*PROBLEM TO WORK ON*. Give all of the lines again exactly as they read.

[Stored items]
• • • • • • •
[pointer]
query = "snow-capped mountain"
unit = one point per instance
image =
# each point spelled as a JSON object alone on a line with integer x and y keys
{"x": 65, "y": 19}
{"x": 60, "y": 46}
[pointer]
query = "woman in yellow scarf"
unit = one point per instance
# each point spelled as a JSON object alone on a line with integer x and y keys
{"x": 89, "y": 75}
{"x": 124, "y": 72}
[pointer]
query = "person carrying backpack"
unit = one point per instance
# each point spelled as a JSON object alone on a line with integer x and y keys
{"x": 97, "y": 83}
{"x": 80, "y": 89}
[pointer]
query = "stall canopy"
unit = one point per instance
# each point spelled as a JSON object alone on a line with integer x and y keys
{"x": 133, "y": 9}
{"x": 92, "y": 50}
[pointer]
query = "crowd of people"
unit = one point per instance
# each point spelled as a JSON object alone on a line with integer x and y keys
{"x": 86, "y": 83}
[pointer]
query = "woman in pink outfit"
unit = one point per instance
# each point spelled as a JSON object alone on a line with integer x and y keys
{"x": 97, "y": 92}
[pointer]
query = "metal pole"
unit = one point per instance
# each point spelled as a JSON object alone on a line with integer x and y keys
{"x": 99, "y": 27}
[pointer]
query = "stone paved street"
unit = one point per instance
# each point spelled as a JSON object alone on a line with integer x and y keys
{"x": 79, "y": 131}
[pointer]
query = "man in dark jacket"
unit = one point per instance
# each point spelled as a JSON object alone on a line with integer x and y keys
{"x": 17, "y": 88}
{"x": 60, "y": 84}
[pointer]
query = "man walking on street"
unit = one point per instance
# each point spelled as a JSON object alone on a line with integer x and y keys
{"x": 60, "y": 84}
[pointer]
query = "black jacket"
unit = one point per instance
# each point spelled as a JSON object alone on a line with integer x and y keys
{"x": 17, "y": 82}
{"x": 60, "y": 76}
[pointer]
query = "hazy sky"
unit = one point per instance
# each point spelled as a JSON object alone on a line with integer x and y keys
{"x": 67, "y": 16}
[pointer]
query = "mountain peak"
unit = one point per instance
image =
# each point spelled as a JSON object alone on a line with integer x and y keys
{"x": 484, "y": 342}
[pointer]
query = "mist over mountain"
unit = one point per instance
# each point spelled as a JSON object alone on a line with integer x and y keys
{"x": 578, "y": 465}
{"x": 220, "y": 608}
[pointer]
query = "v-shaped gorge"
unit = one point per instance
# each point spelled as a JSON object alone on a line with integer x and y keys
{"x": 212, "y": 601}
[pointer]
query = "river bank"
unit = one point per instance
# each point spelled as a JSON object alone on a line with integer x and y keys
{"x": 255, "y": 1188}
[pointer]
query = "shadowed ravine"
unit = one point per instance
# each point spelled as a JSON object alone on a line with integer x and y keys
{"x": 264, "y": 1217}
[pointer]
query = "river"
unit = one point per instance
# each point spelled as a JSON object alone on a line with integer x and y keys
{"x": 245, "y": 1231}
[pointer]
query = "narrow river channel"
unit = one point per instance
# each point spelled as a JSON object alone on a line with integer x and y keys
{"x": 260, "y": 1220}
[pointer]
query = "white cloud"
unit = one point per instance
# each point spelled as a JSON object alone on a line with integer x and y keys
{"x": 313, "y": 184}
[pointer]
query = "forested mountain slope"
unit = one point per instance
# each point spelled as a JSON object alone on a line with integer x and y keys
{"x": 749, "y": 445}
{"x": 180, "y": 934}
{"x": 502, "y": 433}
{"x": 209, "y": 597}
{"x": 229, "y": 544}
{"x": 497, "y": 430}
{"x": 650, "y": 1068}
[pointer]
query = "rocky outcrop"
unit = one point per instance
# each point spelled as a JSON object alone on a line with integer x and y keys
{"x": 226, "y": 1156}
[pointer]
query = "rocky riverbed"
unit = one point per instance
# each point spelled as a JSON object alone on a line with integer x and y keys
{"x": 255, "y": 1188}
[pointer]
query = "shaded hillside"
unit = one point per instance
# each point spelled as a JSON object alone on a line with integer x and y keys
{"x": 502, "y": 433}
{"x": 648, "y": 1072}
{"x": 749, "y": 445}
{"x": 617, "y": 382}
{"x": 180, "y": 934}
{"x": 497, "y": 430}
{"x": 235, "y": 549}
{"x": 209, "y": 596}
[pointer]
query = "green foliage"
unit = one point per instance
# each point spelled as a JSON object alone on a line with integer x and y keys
• • • • • • •
*ANSWER*.
[pointer]
query = "snow-capped mountain"
unit = one point per instance
image =
# each point spelled as a JSON object alone on a line with integer x and y keys
{"x": 65, "y": 19}
{"x": 60, "y": 46}
[pointer]
query = "woman in yellow scarf"
unit = one point per instance
# each point spelled as a JSON object alone on a line with integer x and y keys
{"x": 89, "y": 75}
{"x": 124, "y": 72}
[pointer]
query = "person carrying backpack"
unit = one point per instance
# each point spelled as a JSON object alone on a line with integer x and y keys
{"x": 97, "y": 83}
{"x": 80, "y": 89}
[pointer]
query = "stall canopy"
unit = one point per instance
# each point spelled as a JSON object alone on a line with integer x and y keys
{"x": 133, "y": 9}
{"x": 92, "y": 50}
[pointer]
query = "crowd of people"
unit = one point per instance
# each point spelled as a JSON object alone on a line with integer x and y keys
{"x": 86, "y": 83}
[pointer]
query = "woman in pink outfit"
unit = one point per instance
# each point spelled as a JSON object alone on a line with integer x and y keys
{"x": 97, "y": 92}
[pointer]
query = "metal pole"
unit = one point per instance
# each point spelled as a JSON object alone on a line with integer x and y keys
{"x": 99, "y": 27}
[pointer]
query = "stone paved street"
unit = one point per instance
# each point spelled as a JSON object alone on a line with integer x and y keys
{"x": 79, "y": 131}
[pointer]
query = "man in dark jacket"
unit = one point per instance
# each point spelled as a JSON object alone on a line with integer x and y keys
{"x": 17, "y": 88}
{"x": 60, "y": 84}
[pointer]
query = "man walking on street"
unit = one point per instance
# each point spelled as a JSON object alone on a line with integer x and y keys
{"x": 60, "y": 84}
[pointer]
query = "black jacket"
unit = one point per instance
# each point spelled as a JSON object alone on a line with integer x and y keys
{"x": 17, "y": 82}
{"x": 60, "y": 76}
[pointer]
query = "hazy sky"
unit = one point per instance
# each point spelled as a JSON object alone on a line with integer x and y keys
{"x": 67, "y": 16}
[pointer]
query = "mountain peak"
unit = one point per instance
image =
# each point spelled as a JSON object alone on a line with integer x and y keys
{"x": 484, "y": 342}
[pointer]
query = "mist over mountain"
unit = one point per instance
# each point spelled as a JSON object alone on a line with integer x and y keys
{"x": 578, "y": 465}
{"x": 220, "y": 608}
[pointer]
query = "v-shaped gorge"
unit = one point per instance
# each point spelled as a JSON object alone on a line with integer x and y keys
{"x": 212, "y": 601}
[pointer]
query = "river bank"
unit = one point per instance
# each point spelled as a JSON object alone on a line with integer x and y keys
{"x": 255, "y": 1188}
[pointer]
query = "shadowed ravine"
unit = one point per instance
# each point spelled as a JSON object alone on a line with integer x and y keys
{"x": 264, "y": 1217}
[pointer]
query = "river"
unit = one point per instance
# each point spelled as a JSON object alone on a line with integer x and y keys
{"x": 245, "y": 1231}
[pointer]
query = "narrow river channel"
unit = one point per instance
# each point spelled as a JSON object alone on a line with integer x and y keys
{"x": 260, "y": 1220}
[pointer]
query = "white cloud"
unit = one point per instance
# each point spelled as a JSON object alone on a line with integer x and y keys
{"x": 313, "y": 184}
[pointer]
query = "forested mountain slope"
unit = one point per instance
# each point spelled as a JSON object alone on a line with integer x and y keys
{"x": 749, "y": 445}
{"x": 180, "y": 934}
{"x": 502, "y": 433}
{"x": 209, "y": 597}
{"x": 229, "y": 544}
{"x": 497, "y": 430}
{"x": 650, "y": 1068}
[pointer]
query = "rocky outcrop"
unit = one point per instance
# each point spelled as a JSON object alone on a line with integer x and y keys
{"x": 226, "y": 1156}
[pointer]
query = "rocky riverbed"
unit = one point per instance
# each point spelled as a JSON object alone on a line with integer x and y keys
{"x": 255, "y": 1188}
[pointer]
query = "shaded hillside"
unit = one point per instance
# each point spelled as a JSON object alone on a line with integer x and y keys
{"x": 502, "y": 433}
{"x": 648, "y": 1072}
{"x": 749, "y": 445}
{"x": 617, "y": 382}
{"x": 180, "y": 934}
{"x": 497, "y": 430}
{"x": 235, "y": 549}
{"x": 209, "y": 596}
[pointer]
query = "green foliage"
unit = one point per instance
# each point spelled as a JSON object alone on a line with integer x and y keys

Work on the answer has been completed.